> **Exercise**:
Repeat the whole listing below with nothing added or dropped.

★ ★ ★ ★ ★ ★ ★

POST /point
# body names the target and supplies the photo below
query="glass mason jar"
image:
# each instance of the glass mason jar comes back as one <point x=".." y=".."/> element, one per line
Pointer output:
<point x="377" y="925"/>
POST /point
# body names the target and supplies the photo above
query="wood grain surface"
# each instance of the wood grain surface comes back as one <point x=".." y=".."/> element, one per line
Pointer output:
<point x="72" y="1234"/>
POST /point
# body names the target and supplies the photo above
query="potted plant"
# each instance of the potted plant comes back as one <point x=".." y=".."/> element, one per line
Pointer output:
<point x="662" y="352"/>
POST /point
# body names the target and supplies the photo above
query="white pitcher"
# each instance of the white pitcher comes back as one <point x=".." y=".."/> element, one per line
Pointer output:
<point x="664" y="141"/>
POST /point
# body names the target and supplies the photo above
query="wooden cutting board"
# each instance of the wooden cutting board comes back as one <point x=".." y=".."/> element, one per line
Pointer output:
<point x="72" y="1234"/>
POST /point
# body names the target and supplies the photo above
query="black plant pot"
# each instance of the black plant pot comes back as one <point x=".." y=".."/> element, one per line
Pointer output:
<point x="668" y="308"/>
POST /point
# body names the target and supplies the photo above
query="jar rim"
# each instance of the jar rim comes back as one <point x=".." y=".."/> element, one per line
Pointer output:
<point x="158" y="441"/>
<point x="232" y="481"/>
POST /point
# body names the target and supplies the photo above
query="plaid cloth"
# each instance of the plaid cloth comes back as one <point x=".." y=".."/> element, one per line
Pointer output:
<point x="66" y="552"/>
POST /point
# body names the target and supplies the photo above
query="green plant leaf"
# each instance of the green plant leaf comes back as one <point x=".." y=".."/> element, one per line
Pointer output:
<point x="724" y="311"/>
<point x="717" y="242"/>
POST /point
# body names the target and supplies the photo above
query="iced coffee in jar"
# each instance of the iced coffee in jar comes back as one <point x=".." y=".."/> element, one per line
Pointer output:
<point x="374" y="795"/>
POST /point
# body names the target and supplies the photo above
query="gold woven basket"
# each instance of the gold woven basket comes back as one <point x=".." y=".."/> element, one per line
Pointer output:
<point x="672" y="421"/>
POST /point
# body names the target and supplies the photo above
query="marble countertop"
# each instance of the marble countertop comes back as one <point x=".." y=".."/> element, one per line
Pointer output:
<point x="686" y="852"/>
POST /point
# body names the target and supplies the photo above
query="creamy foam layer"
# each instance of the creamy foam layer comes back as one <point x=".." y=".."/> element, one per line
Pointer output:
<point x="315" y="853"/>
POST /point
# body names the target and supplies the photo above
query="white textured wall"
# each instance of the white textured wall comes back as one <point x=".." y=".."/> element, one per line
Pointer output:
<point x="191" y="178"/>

★ ★ ★ ★ ★ ★ ★

> **Response to this task**:
POST /point
# body names the target and supplies the photo below
query="glass mason jar"
image:
# each instance of the glass mason jar comes back as one <point x=".." y=".."/> element, one per line
Pointer output:
<point x="377" y="925"/>
POST /point
# body names the target and supplies the photo above
query="wood grain surface"
# each instance of the wood grain surface comes back as one <point x=".." y=".."/> element, one per line
Pointer output:
<point x="72" y="1234"/>
POST /point
# body names the target and supplies the photo above
query="potted plant"
# each instance of the potted plant comes back as one <point x=".." y=".."/> element, one per line
Pointer output:
<point x="662" y="352"/>
POST /point
# body names the target and supplies the photo above
query="white pitcher"
# each instance of the white pitcher comes back as one <point x=".." y=".."/> element, one per line
Pointer output:
<point x="664" y="141"/>
POST /point
# body names the target and supplies the photo above
query="wooden cutting board"
# each instance of the wooden cutting board comes back as one <point x=".." y=".."/> element, one per line
Pointer output:
<point x="72" y="1234"/>
POST /point
# body names the target and supplies the photo above
query="black plant pot"
# each instance of the black plant pot comes back as one <point x=".." y=".."/> element, one per line
Pointer output:
<point x="668" y="308"/>
POST /point
# body names the target and supplies the photo above
query="jar rim"
# each instance of the jar rim comes back as one <point x=".." y=".."/> element, one per line
Pointer output:
<point x="158" y="441"/>
<point x="232" y="481"/>
POST /point
# body names the target and supplies the photo above
query="plaid cloth"
# each instance of the plaid cloth comes back as one <point x=".." y=".."/> element, one per line
Pointer output:
<point x="66" y="552"/>
POST /point
# body names the target and supplies the photo above
query="green plant leaf"
# each instance of the green plant leaf comes back as one <point x=".." y=".."/> element, one per line
Pointer output:
<point x="724" y="311"/>
<point x="717" y="242"/>
POST /point
# body names the target and supplies the photo above
query="iced coffee in jar"
# each instance of the iced coffee in jar comes back as one <point x=".." y=".."/> element, one per line
Pointer output:
<point x="374" y="795"/>
POST /point
# body names the target and supplies the photo above
query="gold woven basket"
# each instance of the gold woven basket comes back as one <point x=".." y=".."/> element, one per line
Pointer output:
<point x="672" y="421"/>
POST /point
# body names the target and supplies the photo above
query="marble countertop"
# each instance of the marble countertop comes back as one <point x=".." y=".."/> element, one per line
Pointer output:
<point x="686" y="852"/>
POST /point
# body names the target and supplies the photo above
query="creamy foam layer"
# each instance of the creamy foam layer comes back as one <point x=".." y=".."/> element, one per line
Pointer output:
<point x="315" y="853"/>
POST /point
# body names the target and supplies the photo above
query="white textured wall"
# each instance of the white textured wall comes back as one <point x=".." y=".."/> element, one per line
Pointer output:
<point x="191" y="178"/>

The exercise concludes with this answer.